* _TASK ITEM 1_
Translate this sentence from the article about Anne Rivers Siddons into Spanish: "For years, Siddons, 72, thought her settings would always be Atlanta and Georgia."
* _TASK ITEM 2_
From the article about Anne Rivers Siddons, extract the passage from "Like all her" up to and including "Mary Kay Andrews.".
* _TASK ITEM 3_
Continue the article about Anne Rivers Siddons from where it stops.

* _EXCERPT TO READ_
::::::

Ten years after leaving Atlanta, best-selling author Anne Rivers Siddons admits she still misses the city.
But not enough to move back.
"I feel like that's where I belong, but I can't live there anymore," said Siddons, who now divides her time between homes in Charleston, S.C., and Maine. "I miss my house there and I miss my friends, but when I come back to visit, I just get more and more frantic in that traffic."
Siddons wrote eloquently about the city she loved in "Peachtree Road" (1989) and "Downtown" (1994) before turning her attention to South Carolina with "Low Country" (1998), "Islands" (2004) and "Sweetwater Creek" (2005).
In her new novel, "Off Season" (Grand Central Publishing, $24.99), she leaves her humid, lush Southern landscape for the chilly, rugged coast of Maine. If that's not shocking enough to readers who could almost smell the magnolia blossoms in her Southern novels, Siddons introduces magical realism in the form of ghosts and a cat that communicates with the main character.
The story centers on Lily Constable McCall, a 53-year-old widow who is returning (with her outspoken cat, Silas) to the family cottage on the coast of Maine to dispose of her husband's ashes. The cottage rekindles memories of the summer of 1962, when she was 11 and in love with an older boy.
Like all her novels, "Off Season" is driven by realistic characters and a strong sense of place. Fellow authors Kathy Hogan Trocheck and Terry Kay agree that those are the qualities that set Siddons apart from other popular fiction writers.
"Of course, there have been others to bring life to Southern women and their stories, but Anne Siddons has found a way to mine the physical and emotional landscape of her native South in such a sumptuous, layered way that I think she has influenced a whole new generation of writers," said Trocheck, who writes about Southern characters under the pen name Mary Kay Andrews.
Kay, author of "To Dance With the White Dog," is just as effusive in his praise.
"Annie has a compelling ability to reveal both the vulnerability and the resiliency of the people she's writing about," he said. "Annie's sense of place is strong enough to make readers feel as though they were born and reared there —- there being wherever she chooses her settings."
For years, Siddons, 72, thought her settings would always be Atlanta and Georgia. Born in Atlanta, Siddons grew up in Fairburn and attended Auburn University. She was editor of the college newspaper until she wrote an editorial critical of racial segregation and was dismissed. Years later, that event would inspire her first novel, "Heartbreak Hotel" (1976), which was made into the 1989 film "Heart of Dixie."

::::::

* _DATA EXTRACT_
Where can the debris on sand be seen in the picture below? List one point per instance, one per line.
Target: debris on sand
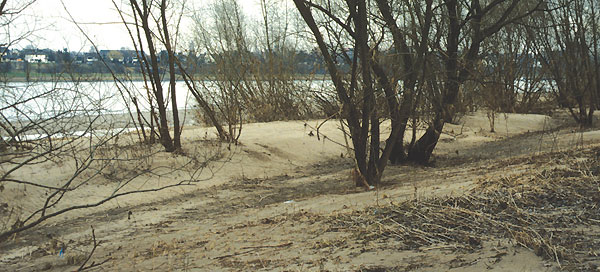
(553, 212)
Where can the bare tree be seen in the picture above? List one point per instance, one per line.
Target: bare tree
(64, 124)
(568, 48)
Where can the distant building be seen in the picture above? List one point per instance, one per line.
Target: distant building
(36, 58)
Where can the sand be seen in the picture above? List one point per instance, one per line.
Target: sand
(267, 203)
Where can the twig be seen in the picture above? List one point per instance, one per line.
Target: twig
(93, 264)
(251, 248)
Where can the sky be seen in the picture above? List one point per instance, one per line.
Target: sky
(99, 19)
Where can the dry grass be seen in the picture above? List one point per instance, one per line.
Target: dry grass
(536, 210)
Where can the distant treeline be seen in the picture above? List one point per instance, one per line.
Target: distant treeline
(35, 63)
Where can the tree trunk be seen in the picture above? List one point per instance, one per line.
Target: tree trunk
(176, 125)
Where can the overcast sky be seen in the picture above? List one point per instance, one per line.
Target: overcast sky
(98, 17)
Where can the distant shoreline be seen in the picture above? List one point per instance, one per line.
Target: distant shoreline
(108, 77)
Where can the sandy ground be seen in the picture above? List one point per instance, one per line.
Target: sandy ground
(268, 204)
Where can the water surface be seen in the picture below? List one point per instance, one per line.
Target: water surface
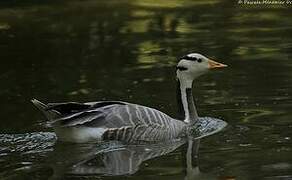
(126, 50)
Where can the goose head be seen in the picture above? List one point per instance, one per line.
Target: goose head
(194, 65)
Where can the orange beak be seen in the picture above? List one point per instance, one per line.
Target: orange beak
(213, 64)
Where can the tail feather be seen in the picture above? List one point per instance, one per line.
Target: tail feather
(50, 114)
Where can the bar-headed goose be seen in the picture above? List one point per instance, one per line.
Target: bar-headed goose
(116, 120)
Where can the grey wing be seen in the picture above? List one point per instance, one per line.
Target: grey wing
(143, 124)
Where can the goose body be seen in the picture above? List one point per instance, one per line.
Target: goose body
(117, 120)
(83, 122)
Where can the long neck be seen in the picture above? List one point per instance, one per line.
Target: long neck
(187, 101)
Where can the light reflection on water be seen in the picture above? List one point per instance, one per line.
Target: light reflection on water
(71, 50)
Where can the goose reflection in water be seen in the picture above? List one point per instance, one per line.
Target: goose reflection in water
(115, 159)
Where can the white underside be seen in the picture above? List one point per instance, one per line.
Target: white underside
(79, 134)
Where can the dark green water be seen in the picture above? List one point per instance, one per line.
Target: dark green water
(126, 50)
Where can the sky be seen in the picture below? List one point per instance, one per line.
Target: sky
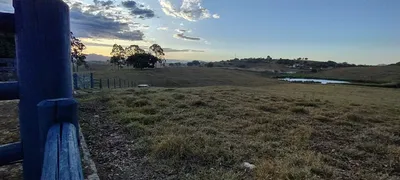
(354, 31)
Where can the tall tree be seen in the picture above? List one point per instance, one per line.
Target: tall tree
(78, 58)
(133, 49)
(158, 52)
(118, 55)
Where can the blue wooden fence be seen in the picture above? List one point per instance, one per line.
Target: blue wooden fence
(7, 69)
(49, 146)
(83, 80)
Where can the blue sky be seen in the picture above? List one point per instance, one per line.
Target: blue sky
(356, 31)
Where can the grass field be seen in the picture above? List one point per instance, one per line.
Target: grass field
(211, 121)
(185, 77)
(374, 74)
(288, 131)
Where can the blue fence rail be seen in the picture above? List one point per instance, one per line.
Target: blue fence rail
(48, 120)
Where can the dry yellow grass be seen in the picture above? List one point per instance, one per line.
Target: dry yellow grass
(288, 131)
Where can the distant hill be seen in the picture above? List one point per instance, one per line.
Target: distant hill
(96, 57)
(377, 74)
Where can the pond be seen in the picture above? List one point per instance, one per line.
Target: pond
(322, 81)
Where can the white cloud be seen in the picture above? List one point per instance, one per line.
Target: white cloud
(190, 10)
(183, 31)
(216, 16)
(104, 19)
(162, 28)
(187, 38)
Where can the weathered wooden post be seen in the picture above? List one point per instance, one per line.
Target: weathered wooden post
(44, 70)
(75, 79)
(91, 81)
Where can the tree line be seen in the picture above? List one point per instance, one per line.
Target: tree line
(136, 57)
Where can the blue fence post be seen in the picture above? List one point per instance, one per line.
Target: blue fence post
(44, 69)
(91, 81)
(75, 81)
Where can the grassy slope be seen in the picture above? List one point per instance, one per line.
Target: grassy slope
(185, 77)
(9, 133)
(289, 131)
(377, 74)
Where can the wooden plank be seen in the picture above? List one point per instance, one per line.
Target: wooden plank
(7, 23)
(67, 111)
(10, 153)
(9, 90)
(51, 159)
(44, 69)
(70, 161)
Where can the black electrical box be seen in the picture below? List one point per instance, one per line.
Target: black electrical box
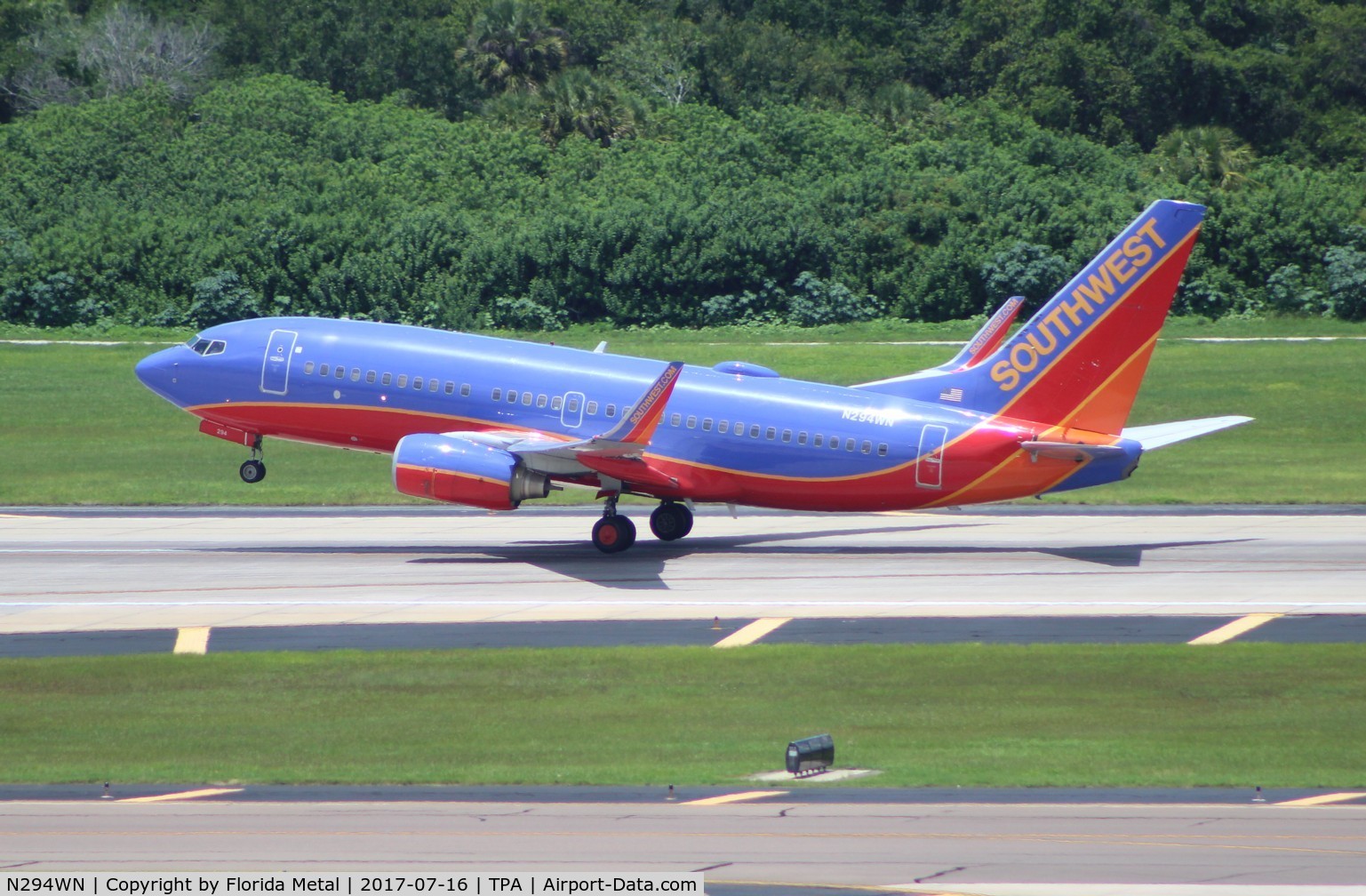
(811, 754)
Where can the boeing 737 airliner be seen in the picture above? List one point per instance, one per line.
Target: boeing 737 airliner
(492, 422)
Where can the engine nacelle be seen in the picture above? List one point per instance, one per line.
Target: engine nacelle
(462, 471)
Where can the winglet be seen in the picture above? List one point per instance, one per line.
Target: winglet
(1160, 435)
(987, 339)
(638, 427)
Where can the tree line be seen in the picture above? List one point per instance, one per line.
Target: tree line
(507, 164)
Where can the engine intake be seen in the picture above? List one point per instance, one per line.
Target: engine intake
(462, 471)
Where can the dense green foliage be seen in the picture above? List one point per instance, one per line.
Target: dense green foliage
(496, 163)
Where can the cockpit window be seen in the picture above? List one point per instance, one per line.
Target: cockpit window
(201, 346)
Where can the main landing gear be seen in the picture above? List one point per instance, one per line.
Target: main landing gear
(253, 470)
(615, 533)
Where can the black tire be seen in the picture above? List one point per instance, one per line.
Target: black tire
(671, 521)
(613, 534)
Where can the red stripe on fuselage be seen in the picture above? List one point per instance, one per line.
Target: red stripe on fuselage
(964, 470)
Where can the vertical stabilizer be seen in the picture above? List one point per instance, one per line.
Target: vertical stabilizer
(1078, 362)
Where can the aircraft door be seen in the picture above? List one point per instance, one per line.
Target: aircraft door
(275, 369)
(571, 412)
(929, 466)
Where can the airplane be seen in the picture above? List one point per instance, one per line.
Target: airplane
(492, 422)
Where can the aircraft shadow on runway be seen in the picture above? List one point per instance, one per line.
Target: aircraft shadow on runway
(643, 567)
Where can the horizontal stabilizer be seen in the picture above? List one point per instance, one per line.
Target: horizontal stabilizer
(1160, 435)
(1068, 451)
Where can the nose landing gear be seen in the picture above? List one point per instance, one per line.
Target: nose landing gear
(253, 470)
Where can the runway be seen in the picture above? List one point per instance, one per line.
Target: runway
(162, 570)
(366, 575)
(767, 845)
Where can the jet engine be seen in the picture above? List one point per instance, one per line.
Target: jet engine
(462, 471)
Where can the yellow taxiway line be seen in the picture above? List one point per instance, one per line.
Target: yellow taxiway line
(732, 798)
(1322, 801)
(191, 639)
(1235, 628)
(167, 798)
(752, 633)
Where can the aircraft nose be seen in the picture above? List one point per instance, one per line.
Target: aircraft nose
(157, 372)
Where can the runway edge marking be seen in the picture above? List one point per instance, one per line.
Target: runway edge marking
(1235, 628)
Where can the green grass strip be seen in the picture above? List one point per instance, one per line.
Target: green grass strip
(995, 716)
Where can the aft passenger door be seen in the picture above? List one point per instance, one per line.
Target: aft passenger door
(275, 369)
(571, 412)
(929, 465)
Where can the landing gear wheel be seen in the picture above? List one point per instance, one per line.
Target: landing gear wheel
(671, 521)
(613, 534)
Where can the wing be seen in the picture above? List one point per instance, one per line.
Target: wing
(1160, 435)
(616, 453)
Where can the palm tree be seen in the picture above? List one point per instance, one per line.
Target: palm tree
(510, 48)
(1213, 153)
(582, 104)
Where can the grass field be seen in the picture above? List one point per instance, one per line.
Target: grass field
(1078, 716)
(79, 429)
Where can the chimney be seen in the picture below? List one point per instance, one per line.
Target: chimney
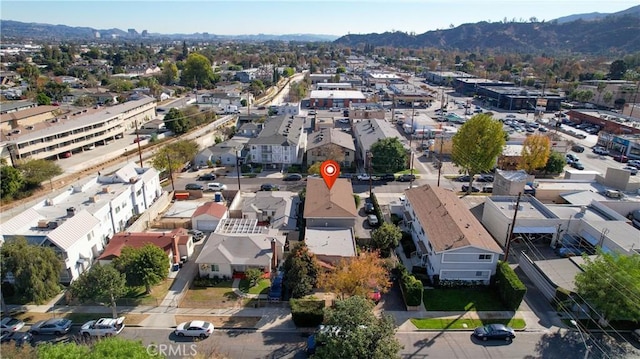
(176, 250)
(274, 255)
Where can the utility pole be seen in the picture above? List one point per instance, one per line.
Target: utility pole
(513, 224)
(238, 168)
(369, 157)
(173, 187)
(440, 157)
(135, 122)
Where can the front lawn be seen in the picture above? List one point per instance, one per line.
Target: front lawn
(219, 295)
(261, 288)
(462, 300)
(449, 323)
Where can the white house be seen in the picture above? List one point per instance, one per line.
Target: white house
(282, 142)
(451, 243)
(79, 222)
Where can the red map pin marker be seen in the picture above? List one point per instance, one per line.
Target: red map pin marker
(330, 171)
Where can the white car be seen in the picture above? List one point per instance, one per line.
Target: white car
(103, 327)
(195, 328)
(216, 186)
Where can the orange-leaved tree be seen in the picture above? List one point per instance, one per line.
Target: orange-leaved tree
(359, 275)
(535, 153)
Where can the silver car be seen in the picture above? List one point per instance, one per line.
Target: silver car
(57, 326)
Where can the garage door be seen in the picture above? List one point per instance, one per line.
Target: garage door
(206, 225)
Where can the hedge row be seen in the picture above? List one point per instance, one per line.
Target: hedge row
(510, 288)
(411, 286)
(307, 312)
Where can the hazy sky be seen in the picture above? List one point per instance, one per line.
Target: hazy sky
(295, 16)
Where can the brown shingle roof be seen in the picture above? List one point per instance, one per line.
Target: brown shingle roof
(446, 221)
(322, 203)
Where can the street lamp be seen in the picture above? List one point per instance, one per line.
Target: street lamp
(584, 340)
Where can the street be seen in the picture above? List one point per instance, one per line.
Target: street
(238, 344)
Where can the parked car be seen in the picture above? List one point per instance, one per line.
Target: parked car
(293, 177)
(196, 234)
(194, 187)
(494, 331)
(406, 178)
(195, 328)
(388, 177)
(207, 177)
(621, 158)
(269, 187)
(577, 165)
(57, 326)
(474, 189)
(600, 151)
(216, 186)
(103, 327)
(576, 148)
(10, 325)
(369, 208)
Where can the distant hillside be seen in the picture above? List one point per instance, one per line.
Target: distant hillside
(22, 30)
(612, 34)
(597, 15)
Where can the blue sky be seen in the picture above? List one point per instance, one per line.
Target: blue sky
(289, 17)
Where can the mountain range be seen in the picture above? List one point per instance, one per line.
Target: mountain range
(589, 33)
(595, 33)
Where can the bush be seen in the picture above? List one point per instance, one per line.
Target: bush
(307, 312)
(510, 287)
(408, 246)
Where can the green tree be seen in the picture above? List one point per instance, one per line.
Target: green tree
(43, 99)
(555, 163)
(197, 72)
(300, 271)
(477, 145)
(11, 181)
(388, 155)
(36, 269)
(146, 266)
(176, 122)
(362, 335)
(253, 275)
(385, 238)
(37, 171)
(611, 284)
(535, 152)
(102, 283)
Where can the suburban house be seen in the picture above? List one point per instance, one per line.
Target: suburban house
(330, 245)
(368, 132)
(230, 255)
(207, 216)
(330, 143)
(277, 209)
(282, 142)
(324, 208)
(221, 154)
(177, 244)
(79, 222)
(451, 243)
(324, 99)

::::::

* _RESULT 1_
Durante años, Siddons, de 72 años, pensó que sus escenarios siempre serían Atlanta y Georgia.

* _RESULT 2_
Like all her novels, "Off Season" is driven by realistic characters and a strong sense of place. Fellow authors Kathy Hogan Trocheck and Terry Kay agree that those are the qualities that set Siddons apart from other popular fiction writers.
"Of course, there have been others to bring life to Southern women and their stories, but Anne Siddons has found a way to mine the physical and emotional landscape of her native South in such a sumptuous, layered way that I think she has influenced a whole new generation of writers," said Trocheck, who writes about Southern characters under the pen name Mary Kay Andrews.

* _RESULT 3_
Before Siddons turned to fiction, however, she worked as a writer and editor at Atlanta magazine with founding editor Jim Townsend and a couple of then-unknown writers, Pat Conroy and Bill Diehl. In 1966, she met and married Heyward Siddons.
Her first national best-seller, "Peachtree Road," is a portrait of Atlanta's white elite on the eve of the civil rights movement.
"The '60s during the civil rights scene was my time in the world," Siddons said. "Back then, Atlanta was a small enough city that you could know it."
In a recent interview from her home in Maine, Siddons talked more about Atlanta, her new book, and the spirit world.
Q: Do you believe in ghosts?
A: I don't not believe in them. It would not surprise me if they existed. I have been in places where there's a sense of something more there than what you see. Sometimes it's troubling and sometimes it's not.
Q: Have you experienced anything like Lily does in "Off Season"?
A: No, I haven't. But I am a great fan of people who can employ magic in their writing. I just find it totally likely that something like that could happen.
Q: There is an incredible sense of loss in this novel. How difficult were those scenes to write?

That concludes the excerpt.